• _Given task_: Render every entry exactly as it appears.

• _The data_:
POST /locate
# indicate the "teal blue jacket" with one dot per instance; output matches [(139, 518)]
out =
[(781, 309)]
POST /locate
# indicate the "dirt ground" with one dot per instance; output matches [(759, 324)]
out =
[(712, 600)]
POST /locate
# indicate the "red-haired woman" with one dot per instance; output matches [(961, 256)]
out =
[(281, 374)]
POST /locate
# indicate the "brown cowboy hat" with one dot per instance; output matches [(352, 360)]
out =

• _Response to the exercise_:
POST /locate
# indicate the "teal blue jacket" with one dot per instance; output matches [(139, 518)]
out =
[(781, 309)]
POST /locate
# indicate the "dirt ground" with one dot per instance; output matches [(759, 324)]
out =
[(712, 600)]
POST /locate
# indicate the "red-haired woman" with one dot per instance; output matches [(961, 256)]
out =
[(281, 374)]
POST /locate
# indicate the "brown cowboy hat" with one dot per instance; output matches [(352, 360)]
out =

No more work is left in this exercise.